* _SELECTION_
## BEGIN
Skip to main content

Speech-to-Text

Transcribe audio files to text. A single endpoint serves three modes — default async, opt-in streaming, opt-in sync — controlled by query parameters.
Edge endpoints accept your pg_* API key as a bearer token. See Authentication for details. The cURL examples below pin Toronto (yto-01) for concreteness — substitute another region or discover the fastest one via GET https://autorouter.polargrid.ai/v1/route.

Transcribe Audio

POST /v1/audio/transcriptions
The multipart body carries only the file. Everything else is a query parameter.

Query Parameters

ParameterTypeRequiredDefaultDescription
modelstringYesSTT model (e.g. whisper-large-v3-turbo, cohere-transcribe-03-2026)
languagestringNoISO-639-1 language code
promptstringNoContext hint to guide transcription
response_formatstringNojsonjson, text, srt, vtt, or verbose_json
temperaturenumberNo0Sampling temperature (0.0-1.0)
punctuationbooleanNoForce/forbid punctuation in the output
streambooleanNofalseIf true, return Server-Sent Events
syncbooleanNofalseIf true, block until completion and return the result inline

Three Modes

Query flagsResponseUse when
(none)202 Accepted with { job_id, status, poll_url }Default. Best for long files; poll with GET /v1/audio/transcriptions?job_id=...
?stream=true200 SSE of transcript.text.delta + transcript.text.doneBest UX for real-time display
?sync=true200 with formatted body (JSON / text / SRT / VTT / verbose JSON)Small files when you can wait inline
stream=true and sync=true are mutually exclusive.

Available Models

ModelDescription
whisper-large-v3-turboOpenAI Whisper, fast multilingual transcription
cohere-transcribe-03-2026Cohere transcription, 14 languages

Examples

Default — async job

# 1. Submit
curl -X POST "https://api.yto-01.edge.polargrid.ai/v1/audio/transcriptions?model=whisper-large-v3-turbo&language=en" \
  -H "Authorization: Bearer pg_your_api_key" \
  -F "file=@recording.mp3"

# {
#   "job_id": "job_transcription_a1b2c3d4e5f6",
#   "status": "accepted",
#   "poll_url": "/v1/audio/transcriptions?job_id=job_transcription_a1b2c3d4e5f6"
# }

# 2. Poll
curl "https://api.yto-01.edge.polargrid.ai/v1/audio/transcriptions?job_id=job_transcription_a1b2c3d4e5f6" \
  -H "Authorization: Bearer pg_your_api_key"
## END
* _LISTED ENTRIES_
## BEGIN
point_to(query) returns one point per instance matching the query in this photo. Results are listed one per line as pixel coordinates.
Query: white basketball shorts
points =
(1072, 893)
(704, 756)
## END
* _TASKS TO COMPLETE_
1. Decide whether each statement agrees with the Speech-to-Text page, answering yes or no and quoting the words of the page that settle it.
(a) The multipart body of a transcription request carries the model name along with the file.
(b) A single request may set both stream=true and sync=true.
(c) The cohere-transcribe-03-2026 model covers 14 languages.
2. Reproduce the Speech-to-Text page from "languagestringNoISO-639-1 language code" up to and including "temperaturenumberNo0Sampling temperature (0.0-1.0)".
3. According to the Speech-to-Text page, why do the cURL examples use the Toronto region (yto-01)?
The listing has no connection to the Speech-to-Text page.

* _SOLUTION LIST_
1.
(a) No: "The multipart body carries only the file. Everything else is a query parameter."
(b) No: "stream=true and sync=true are mutually exclusive."
(c) Yes: "Cohere transcription, 14 languages"

2.
languagestringNoISO-639-1 language code
promptstringNoContext hint to guide transcription
response_formatstringNojsonjson, text, srt, vtt, or verbose_json
temperaturenumberNo0Sampling temperature (0.0-1.0)

3. The examples pin Toronto only for concreteness. Another region can be substituted, or the fastest one can be found through GET https://autorouter.polargrid.ai/v1/route.